## Task material
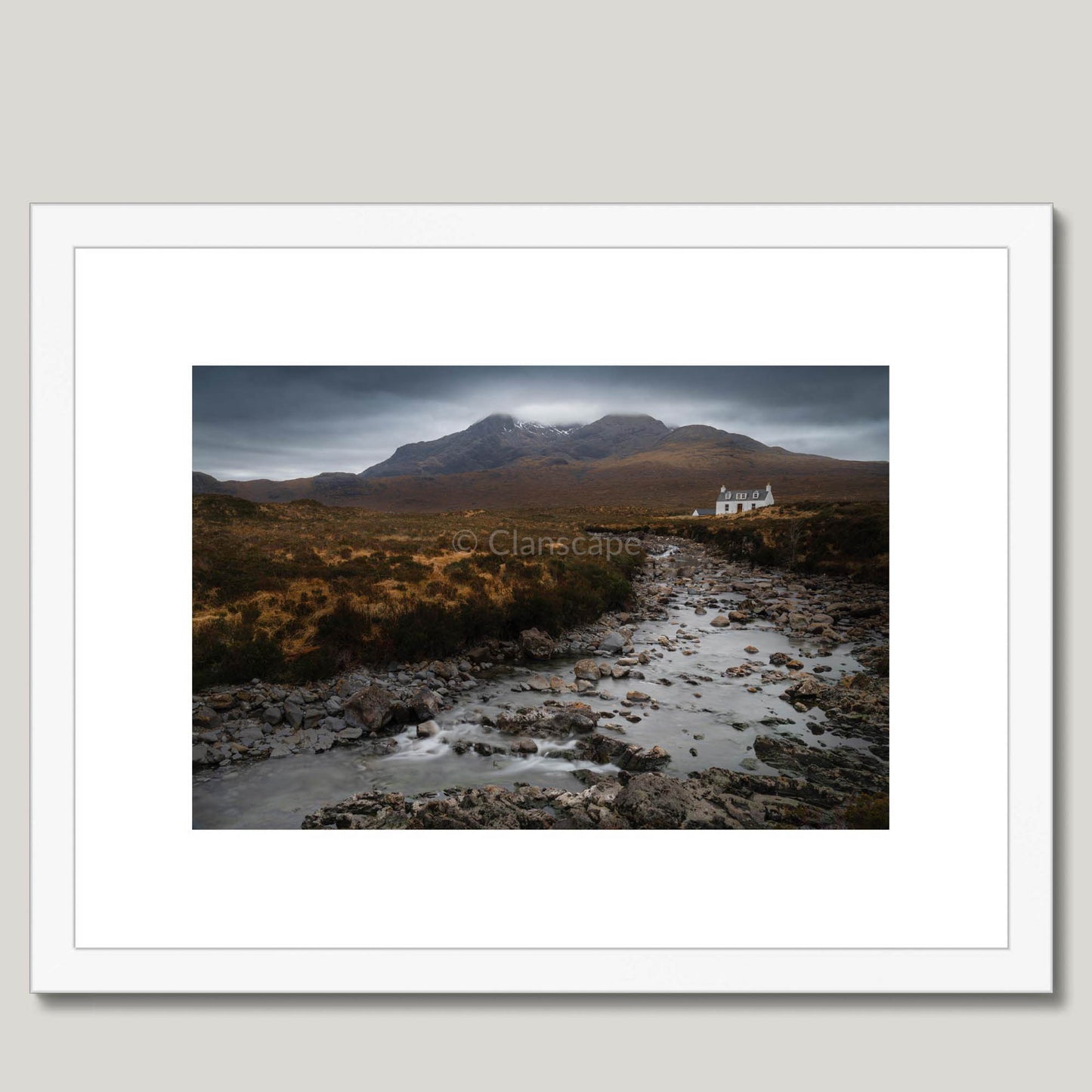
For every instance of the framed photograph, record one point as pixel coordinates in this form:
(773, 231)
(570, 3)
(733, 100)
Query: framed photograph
(567, 599)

## Prompt
Quote every row above word for word, leaving out the pictures.

## Correct response
For every instance of the framed photograph, record one point as pixel coordinates in this form:
(773, 231)
(570, 3)
(733, 100)
Query: framed photograph
(567, 599)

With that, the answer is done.